**Source text**

The IUGR male rat offspring has previously been examined at various stages of the lifespan and described to be obese with perturbed glucose and insulin concentrations, glucose intolerance, and insulin resistance with associated hyperphagia and physical inactivity (4–8, 12, 13, 32, 33). Regardless of the cause of IUGR, the phenotype of the adult offspring is similar. This is because nutrient restriction in utero was followed by postnatal access to ad libitum milk intake resulting in catch-up growth. The superimposition of catch-up growth resulted in a mismatch between the intrauterine and postnatal nutritional environments, ultimately leading to a chronic disease state (34). The implications of when this phenotype emerges and how it affects the next generation sired by these male offspring are topics of ongoing investigation (35).

In our investigation, the most notable observation was the lack of hyperglycemia, hyperinsulinemia, and insulin resistance in the aging male IUGR offspring. Investigations in younger 10-month-old male IUGR offspring demonstrated a development of sc and visceral adiposity but retention of glucose tolerance and insulin sensitivity (36). The question was whether normal insulin sensitivity encountered in the robust adult male IUGR offspring despite adiposity was: 1) a matter of age, so that aging will display accumulating whole-body insulin resistance and glucose intolerance; or 2) a result of in utero programming from calorie restriction that would be permanently seen throughout life into aging. Hence, it was important to examine the male IUGR adult offspring later in life during aging to resolve this question.

Insulin sensitivity

Intrauterine growth restriction

Previous investigations reporting insulin resistance in the adult male IUGR rat offspring were only based on insulin, glucose, and glucose to insulin ratios (6, 8, 33). Some studies included calculations of the insulin sensitivity index based on glucose and insulin concentrations and surmised the presence of insulin resistance (37, 38).

To overcome the limitations of these previous studies, we conducted hyperinsulinemic-euglycemic clamp experiments. In the presence of exogenous insulin, hyperinsulinemia with normal circulating glucose concentrations, no difference in HGP and glucose R_d was observed in the IUGR vs. CON. Thus, our present observation of retained insulin sensitivity in the aging male IUGR offspring supports a permanently programmed effect due to in utero caloric restriction. This normalcy is achieved by key adaptations, examples being the changes observed in tissue-specific insulin signaling (23, 24) and glucose transporter 4 biology (23).

**Referring expression data**
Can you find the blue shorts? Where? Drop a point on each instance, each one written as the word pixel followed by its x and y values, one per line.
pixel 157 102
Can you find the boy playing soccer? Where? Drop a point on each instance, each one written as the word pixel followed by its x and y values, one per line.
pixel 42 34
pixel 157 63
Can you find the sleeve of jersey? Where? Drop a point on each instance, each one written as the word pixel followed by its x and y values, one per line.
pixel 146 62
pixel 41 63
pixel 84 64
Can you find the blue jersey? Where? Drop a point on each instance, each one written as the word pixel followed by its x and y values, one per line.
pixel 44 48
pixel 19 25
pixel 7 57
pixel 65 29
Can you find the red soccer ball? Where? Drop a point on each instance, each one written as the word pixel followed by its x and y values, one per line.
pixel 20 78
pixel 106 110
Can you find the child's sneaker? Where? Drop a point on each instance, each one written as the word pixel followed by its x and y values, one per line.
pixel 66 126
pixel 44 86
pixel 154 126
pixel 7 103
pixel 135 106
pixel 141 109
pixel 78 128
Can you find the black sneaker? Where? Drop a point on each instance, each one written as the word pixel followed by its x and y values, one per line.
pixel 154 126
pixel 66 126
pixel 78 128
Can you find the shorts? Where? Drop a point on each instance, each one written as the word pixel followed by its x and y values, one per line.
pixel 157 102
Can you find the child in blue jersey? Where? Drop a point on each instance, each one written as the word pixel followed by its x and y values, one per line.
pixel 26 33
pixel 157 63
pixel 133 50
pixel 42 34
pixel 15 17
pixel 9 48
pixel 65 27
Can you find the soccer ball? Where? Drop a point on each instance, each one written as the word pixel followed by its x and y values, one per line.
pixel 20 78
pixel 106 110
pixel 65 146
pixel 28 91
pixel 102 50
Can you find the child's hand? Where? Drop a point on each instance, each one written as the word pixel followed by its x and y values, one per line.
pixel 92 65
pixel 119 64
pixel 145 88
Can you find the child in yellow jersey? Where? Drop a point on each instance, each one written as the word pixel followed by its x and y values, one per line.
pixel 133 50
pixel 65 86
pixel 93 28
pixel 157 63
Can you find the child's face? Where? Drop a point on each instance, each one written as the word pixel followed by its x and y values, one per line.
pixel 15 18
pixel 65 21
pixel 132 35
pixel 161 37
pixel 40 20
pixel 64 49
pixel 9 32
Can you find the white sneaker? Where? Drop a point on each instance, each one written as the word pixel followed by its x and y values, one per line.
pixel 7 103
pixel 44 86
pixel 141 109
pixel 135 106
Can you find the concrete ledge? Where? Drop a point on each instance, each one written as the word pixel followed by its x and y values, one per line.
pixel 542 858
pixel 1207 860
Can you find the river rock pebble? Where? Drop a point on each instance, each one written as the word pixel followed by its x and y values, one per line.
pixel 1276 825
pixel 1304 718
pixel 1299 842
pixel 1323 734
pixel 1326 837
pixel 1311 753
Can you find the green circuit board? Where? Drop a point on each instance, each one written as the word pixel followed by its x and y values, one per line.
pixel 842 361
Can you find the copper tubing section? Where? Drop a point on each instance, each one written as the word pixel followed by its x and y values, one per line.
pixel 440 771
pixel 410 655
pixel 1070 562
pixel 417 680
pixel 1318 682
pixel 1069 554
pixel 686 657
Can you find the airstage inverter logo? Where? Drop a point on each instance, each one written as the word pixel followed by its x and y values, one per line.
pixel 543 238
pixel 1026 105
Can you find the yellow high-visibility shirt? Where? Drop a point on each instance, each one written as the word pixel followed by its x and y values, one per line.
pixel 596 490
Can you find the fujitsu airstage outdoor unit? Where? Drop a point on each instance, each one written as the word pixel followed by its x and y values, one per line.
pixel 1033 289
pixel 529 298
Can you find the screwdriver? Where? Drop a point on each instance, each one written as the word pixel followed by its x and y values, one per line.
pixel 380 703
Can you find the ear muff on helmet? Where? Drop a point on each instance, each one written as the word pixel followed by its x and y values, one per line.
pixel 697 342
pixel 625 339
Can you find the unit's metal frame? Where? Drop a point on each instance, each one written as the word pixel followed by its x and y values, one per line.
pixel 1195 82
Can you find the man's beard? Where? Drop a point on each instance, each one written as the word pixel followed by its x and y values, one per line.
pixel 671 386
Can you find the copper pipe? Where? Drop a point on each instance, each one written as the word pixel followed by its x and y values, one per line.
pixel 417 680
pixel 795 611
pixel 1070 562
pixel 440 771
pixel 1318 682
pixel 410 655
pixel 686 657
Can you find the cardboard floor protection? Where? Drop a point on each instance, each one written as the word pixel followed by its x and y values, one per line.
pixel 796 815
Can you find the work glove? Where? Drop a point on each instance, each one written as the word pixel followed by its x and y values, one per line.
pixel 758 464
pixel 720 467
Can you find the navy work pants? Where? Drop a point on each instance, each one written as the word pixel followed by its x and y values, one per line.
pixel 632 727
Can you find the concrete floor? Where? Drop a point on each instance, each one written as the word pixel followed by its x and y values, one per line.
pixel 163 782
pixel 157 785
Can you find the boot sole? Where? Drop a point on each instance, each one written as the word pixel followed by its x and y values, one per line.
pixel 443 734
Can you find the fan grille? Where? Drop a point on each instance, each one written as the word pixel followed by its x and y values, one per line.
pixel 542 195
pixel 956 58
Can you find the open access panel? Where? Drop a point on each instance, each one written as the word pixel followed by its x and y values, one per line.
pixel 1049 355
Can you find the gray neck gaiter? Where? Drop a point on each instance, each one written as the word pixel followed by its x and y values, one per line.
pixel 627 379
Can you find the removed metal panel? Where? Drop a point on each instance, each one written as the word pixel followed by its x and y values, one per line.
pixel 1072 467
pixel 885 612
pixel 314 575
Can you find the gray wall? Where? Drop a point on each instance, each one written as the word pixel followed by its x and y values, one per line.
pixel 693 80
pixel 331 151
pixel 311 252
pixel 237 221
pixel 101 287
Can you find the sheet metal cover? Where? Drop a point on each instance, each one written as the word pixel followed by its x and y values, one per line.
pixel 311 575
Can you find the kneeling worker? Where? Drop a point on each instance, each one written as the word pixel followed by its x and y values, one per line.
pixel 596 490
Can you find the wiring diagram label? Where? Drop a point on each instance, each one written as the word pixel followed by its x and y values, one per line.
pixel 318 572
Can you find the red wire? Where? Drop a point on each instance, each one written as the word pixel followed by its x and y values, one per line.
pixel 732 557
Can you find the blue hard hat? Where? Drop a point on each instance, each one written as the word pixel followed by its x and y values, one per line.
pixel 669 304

**Questions to answer**
a) Can you echo the passage on insulin sensitivity in IUGR rat offspring from "The IUGR male" up to and including "ongoing investigation (35)."?
b) How would you render this sentence from the passage on insulin sensitivity in IUGR rat offspring in Spanish: "To overcome the limitations of these previous studies, we conducted hyperinsulinemic-euglycemic clamp experiments."
These records come from a separate source, not from the passage on insulin sensitivity.

**Set of answers**
a)
The IUGR male rat offspring has previously been examined at various stages of the lifespan and described to be obese with perturbed glucose and insulin concentrations, glucose intolerance, and insulin resistance with associated hyperphagia and physical inactivity (4–8, 12, 13, 32, 33). Regardless of the cause of IUGR, the phenotype of the adult offspring is similar. This is because nutrient restriction in utero was followed by postnatal access to ad libitum milk intake resulting in catch-up growth. The superimposition of catch-up growth resulted in a mismatch between the intrauterine and postnatal nutritional environments, ultimately leading to a chronic disease state (34). The implications of when this phenotype emerges and how it affects the next generation sired by these male offspring are topics of ongoing investigation (35).

b) Para superar las limitaciones de estos estudios previos, realizamos experimentos de pinza hiperinsulinémica-euglucémica.